Directions:
Print out all of the records exactly; no picture belongs in the result.

Dataset records:
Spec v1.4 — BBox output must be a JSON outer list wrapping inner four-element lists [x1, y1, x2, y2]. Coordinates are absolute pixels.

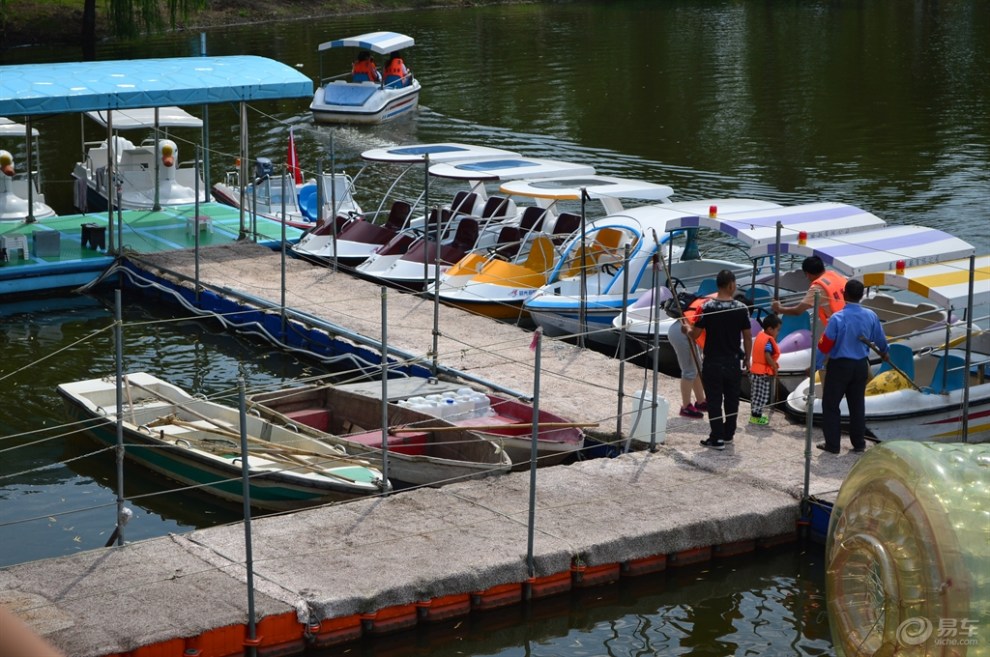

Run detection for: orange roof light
[[708, 205, 718, 218], [896, 260, 906, 275], [798, 231, 807, 246]]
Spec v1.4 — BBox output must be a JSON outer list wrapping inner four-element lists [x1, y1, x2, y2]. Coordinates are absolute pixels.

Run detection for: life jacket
[[384, 58, 408, 82], [352, 60, 379, 82], [810, 271, 847, 326], [750, 331, 780, 375], [685, 293, 715, 349]]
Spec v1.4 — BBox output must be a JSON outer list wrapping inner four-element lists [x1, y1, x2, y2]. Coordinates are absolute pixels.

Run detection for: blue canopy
[[317, 32, 415, 55], [0, 56, 313, 116]]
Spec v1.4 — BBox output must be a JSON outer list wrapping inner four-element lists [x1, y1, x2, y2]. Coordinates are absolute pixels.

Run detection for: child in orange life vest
[[749, 313, 781, 425]]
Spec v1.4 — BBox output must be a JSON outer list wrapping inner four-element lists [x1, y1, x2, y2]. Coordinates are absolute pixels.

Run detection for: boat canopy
[[860, 254, 990, 309], [428, 157, 595, 182], [751, 225, 975, 277], [0, 56, 312, 116], [318, 31, 415, 54], [498, 175, 674, 202], [674, 202, 887, 249], [84, 107, 203, 130], [361, 143, 518, 164], [0, 117, 39, 137]]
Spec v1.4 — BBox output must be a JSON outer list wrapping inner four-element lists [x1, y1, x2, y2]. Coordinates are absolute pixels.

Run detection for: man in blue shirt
[[815, 279, 889, 454]]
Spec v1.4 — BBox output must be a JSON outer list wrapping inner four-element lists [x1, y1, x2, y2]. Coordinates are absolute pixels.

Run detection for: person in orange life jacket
[[352, 51, 381, 83], [749, 313, 781, 426], [815, 279, 889, 454], [688, 270, 753, 450], [384, 52, 411, 86], [771, 255, 847, 328], [674, 292, 715, 418]]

Answer for this exercise:
Spec v1.4 — BBox output must be a JSON outer list wrapping inner four-element lists [x1, y1, x2, y2]. Coordinates are absolute pixels.


Run detection for: orange roof light
[[708, 205, 718, 218], [896, 260, 906, 275], [798, 231, 807, 246]]
Spec v1.4 — BBox output must be a JSON outer list wrapping inner four-element lists [x1, y1, x2, y2]. Coordinates are absolute pixels.

Run detection for: life jacket
[[384, 58, 408, 82], [352, 60, 379, 82], [810, 271, 847, 326], [750, 331, 780, 375], [685, 293, 715, 349]]
Spec v1.4 — BBox output must be a JSON outer list wrapping inner four-element lists [x1, y1, x2, y2]. Coordinates are absolute pixels.

Run detection for: blue canopy
[[317, 32, 415, 55], [0, 56, 313, 116]]
Spec v1.4 — BBox output must be a JSON outer list wrapping inner four-element lists [x1, y1, x2, y2]. Coordinates are absolute pixels.

Run detection for: child in orange life vest
[[749, 313, 781, 425]]
Spec v1.4 — BBox output must be a JSON outer list wrapping inner four-element lists [x1, y1, x2, y2]. Coordinates are absolute pixels.

Run detection for: boat canopy
[[860, 254, 990, 309], [428, 157, 595, 182], [751, 225, 975, 277], [0, 56, 312, 116], [318, 31, 415, 54], [498, 175, 674, 202], [674, 202, 887, 249], [84, 107, 203, 130], [361, 143, 518, 164], [0, 117, 39, 137]]
Spec v1.4 — BBox output must be a JSON outer list wrapping inner four-element lists [x1, y1, x2, y2]. Coordinates are absolute pixels.

Run detection for: man in blue shirt
[[815, 279, 889, 454]]
Spec v1.4 — BBox output must be a JSON outer list wrapping inner four-element lists [x1, y1, x2, y2]. Coordinates are absolute pixels.

Run detection for: person in orange life jacket
[[352, 51, 381, 83], [749, 313, 781, 426], [815, 279, 889, 454], [688, 270, 753, 450], [384, 52, 411, 86], [771, 255, 847, 328], [674, 292, 715, 418]]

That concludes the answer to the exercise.